------ DATASET ------

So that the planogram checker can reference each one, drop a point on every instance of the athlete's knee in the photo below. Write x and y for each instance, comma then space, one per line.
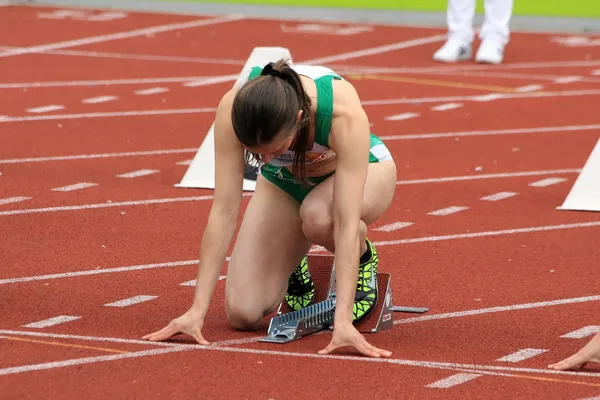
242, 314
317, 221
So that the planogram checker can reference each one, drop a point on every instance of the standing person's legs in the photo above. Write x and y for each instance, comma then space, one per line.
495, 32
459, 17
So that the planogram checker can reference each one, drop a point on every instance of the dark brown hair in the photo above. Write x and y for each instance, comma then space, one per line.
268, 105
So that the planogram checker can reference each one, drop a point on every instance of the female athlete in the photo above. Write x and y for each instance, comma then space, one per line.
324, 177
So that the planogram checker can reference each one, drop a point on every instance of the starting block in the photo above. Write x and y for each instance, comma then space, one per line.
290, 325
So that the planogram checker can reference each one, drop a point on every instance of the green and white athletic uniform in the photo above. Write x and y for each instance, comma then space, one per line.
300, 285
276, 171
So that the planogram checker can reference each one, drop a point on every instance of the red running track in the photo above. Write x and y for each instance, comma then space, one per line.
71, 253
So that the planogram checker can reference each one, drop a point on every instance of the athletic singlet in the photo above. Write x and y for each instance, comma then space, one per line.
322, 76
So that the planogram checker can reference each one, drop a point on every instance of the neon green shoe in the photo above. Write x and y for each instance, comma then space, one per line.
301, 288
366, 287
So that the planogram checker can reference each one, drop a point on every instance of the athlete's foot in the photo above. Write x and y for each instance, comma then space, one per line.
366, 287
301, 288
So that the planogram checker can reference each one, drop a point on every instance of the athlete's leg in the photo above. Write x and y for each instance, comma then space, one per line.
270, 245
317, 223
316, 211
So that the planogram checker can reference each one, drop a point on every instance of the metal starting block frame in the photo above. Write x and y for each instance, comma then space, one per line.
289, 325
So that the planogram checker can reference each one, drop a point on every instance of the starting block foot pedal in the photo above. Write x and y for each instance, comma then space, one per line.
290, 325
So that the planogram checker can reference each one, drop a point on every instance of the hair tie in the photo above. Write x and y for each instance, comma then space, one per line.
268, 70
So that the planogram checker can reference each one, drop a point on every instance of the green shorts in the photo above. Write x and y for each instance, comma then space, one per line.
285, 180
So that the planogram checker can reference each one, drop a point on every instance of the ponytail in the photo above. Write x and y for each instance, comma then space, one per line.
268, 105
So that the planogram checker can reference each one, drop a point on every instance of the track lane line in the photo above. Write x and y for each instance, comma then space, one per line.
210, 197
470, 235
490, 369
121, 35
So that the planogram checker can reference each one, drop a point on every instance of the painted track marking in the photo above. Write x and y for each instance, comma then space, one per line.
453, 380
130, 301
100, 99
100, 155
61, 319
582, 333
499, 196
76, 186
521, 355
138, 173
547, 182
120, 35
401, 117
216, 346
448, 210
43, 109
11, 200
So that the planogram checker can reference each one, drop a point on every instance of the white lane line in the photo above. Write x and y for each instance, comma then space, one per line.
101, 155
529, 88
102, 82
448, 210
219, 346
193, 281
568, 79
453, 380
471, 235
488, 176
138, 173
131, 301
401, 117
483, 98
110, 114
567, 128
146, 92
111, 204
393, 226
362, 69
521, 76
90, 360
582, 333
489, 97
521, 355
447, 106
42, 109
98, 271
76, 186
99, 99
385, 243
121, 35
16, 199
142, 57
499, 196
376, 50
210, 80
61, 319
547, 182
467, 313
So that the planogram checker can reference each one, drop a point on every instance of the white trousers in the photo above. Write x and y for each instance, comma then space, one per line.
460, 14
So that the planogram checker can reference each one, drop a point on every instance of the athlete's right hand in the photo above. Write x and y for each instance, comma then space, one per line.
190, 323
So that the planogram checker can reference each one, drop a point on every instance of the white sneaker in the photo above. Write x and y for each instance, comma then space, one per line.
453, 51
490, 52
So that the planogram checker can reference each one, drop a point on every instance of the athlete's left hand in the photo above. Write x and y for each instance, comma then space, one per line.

------

EXERCISE GOAL —
Skipping the pictures, transcribe each line above exactly as it appears.

SOLUTION FOR THIS TASK —
So that the planogram checker can reference each one, drop a point on every instance of the athlete's knee in the photo below. Write x and y for each instance, comma then space, one per line.
242, 314
317, 221
So that the planogram checker can reference each one, drop a point on every instance of the standing person's legs in the photo above. Write x and y for each instance, comma then space, one per line.
495, 32
459, 17
So that the planogram checker can reference each one, drop a point on every instance of the dark brown hair in the photo above. Write x and y for each instance, comma then space, one per line.
268, 105
So that the planogram checker can reference each one, drop a point on every instance of the female athlete in the photo above. Write x and y for each instance, comma then space, one per line.
324, 177
So that the planogram checker can reference each one, drop a point on every instance of the starting block in the photo above. Write x and y for each instance, comma then space, one per line.
290, 325
So that the planogram checker can reference each one, drop a point on every instance of the green and white athletic uniform in the photo above. Write x and y for each instance, comma then space, one per line.
300, 285
276, 171
So that the planogram checker can reference each one, drop a point on every instance of the red running track in the photo above. Write x and y for each instance, comma then space, one per line.
71, 253
So that the planogram checker can reference each one, drop a point on every instance of the athletic singlet in the photo above. Write x and y for each instance, comma then space, one per line.
322, 76
So that the planogram checker can reference each one, drop a point on every instance of the neon green shoe in the photo above. Write x and y for each instance, comma then space, one per line.
301, 288
366, 287
So that the planogram checker can reference each one, drop a point on every instance of the athlete's foot in the photo above. Write x and y for each instance, comma then space, one per line.
366, 287
301, 288
So that the planogram checker can reference each one, drop a point on every instance of the athlete's leg in the photo above. Write x and y for each instance, comma then space, one per line.
270, 245
317, 223
316, 211
So that the planogram checker can reference each one, drop a point on every instance of the metal starting block frame in the photo above. Write x and y for each instance, comma then space, one per line.
289, 325
So that the planogram checker can reference each one, drop a point on every instance of the starting block foot pedal in the photo above. Write x and y for each instance, comma then space, one per line.
290, 325
So that the planogram checker can reference each one, drop a point on every instance of the hair tie in the photo above. Write x and y for each instance, comma then space, one per line.
268, 70
So that the planogram checker can reference each one, drop a point on every instance of the green shorts in the photo above. Write x and y for each instance, comma then space, one per line.
285, 180
So that the planogram checker can reference each one, drop a point on every instance of the ponytail in the photo above. Write x and y for each instance, comma then space, one per line.
268, 105
So that the planogram checker can reference each one, drop a point on every instance of the track lane line in the photo above. Write x and y for each instance, comma then space, one per line.
210, 197
470, 235
490, 369
121, 35
So that the planogram checker can reference each one, drop a point on every instance of the painted track marking in the photo above. Write x and y for each instance, comma then space, one per line.
453, 380
130, 301
100, 99
100, 155
61, 319
582, 333
499, 196
76, 186
521, 355
138, 173
547, 182
120, 35
401, 117
216, 346
448, 210
43, 109
11, 200
So that the planogram checker can reference each one, drop a point on every instance of the white lane line in the photo above. Write x and y for each instance, comma then space, one per line.
101, 155
529, 88
102, 82
448, 210
219, 346
193, 281
568, 79
453, 380
471, 235
488, 176
138, 173
131, 301
401, 117
483, 98
110, 114
567, 128
146, 92
111, 204
393, 226
362, 69
521, 76
90, 360
582, 333
489, 97
521, 355
447, 106
42, 109
98, 271
76, 186
99, 99
385, 243
121, 35
16, 199
142, 57
499, 196
376, 50
210, 80
61, 319
547, 182
467, 313
So that the planogram checker can reference each one, drop a point on every instance of the white trousers in the photo above. Write x and y for each instance, comma then space, one per line.
460, 14
So that the planogram checker can reference each one, drop a point on every instance of the athlete's right hand in the photo above. Write x and y for each instance, comma then space, one per line.
190, 323
So that the planogram checker can reference each one, drop a point on every instance of the white sneaker in the photo above. Write x and y for each instance, comma then space, one per line.
453, 51
490, 52
So that the planogram checker can reference each one, drop a point on every instance of the athlete's left hand in the photo above. Write x and y for each instance, comma then space, one per line.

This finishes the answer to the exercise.